--- start of RECORDS SUPPLIED ---

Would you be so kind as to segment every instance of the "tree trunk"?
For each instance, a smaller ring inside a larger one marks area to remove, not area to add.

--- end of RECORDS SUPPLIED ---
--- start of RECORDS SUPPLIED ---

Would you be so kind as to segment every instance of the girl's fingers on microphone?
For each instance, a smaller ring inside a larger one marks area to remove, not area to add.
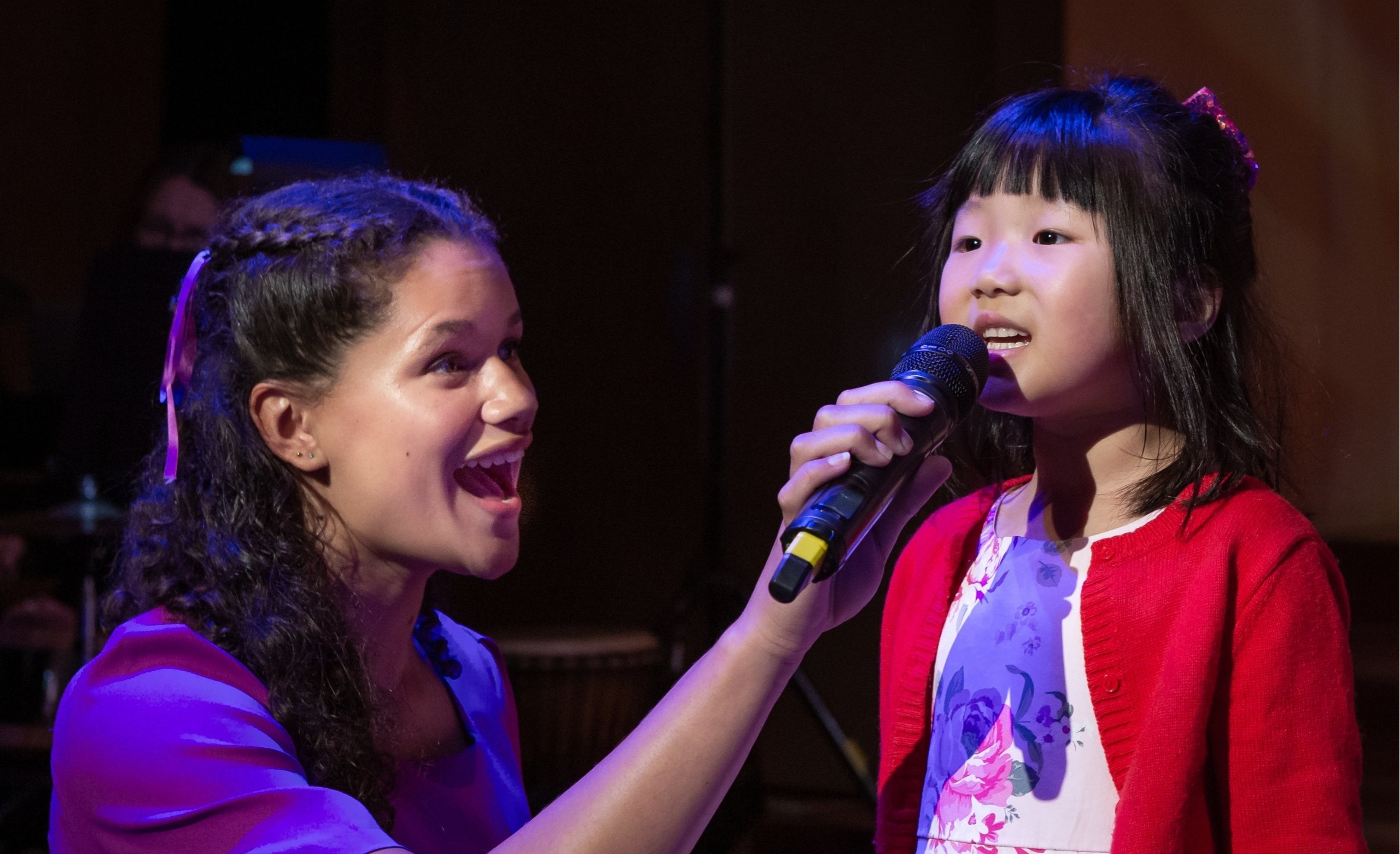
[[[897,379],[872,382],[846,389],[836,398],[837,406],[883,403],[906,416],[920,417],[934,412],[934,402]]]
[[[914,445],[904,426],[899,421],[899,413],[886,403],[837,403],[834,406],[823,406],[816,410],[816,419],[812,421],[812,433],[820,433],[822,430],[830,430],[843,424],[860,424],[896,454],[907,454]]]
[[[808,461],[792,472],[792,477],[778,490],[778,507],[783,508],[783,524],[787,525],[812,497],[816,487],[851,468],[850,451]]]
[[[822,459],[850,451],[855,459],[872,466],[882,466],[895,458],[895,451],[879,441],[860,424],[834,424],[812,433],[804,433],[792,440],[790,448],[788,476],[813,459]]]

--- end of RECORDS SUPPLIED ---

- REQUIREMENT
Return each line of the data above that contains the word "kind". Case matters.

- ANSWER BELOW
Would you be so kind as to segment every instance of the "tree trunk"?
Would you be so kind as to segment every instance of the girl's fingers on microphone?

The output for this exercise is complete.